Problem to solve →
Could you arrange every line of the records below as a JSON list of strings, one string per line, with blank lines and pictures left out?

Raw data →
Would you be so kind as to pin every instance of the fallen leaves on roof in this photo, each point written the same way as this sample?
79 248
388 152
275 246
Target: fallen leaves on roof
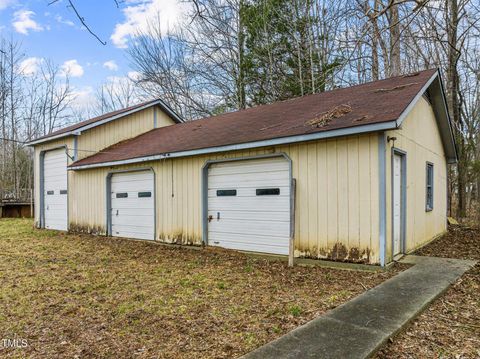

Solution to this problem →
[
  "Would you be so kind as to pin every instance of the fallen leaves on roof in this photo, each point written the same way as this sample?",
  "79 248",
  "388 152",
  "275 246",
  "Target: fallen leaves on roof"
]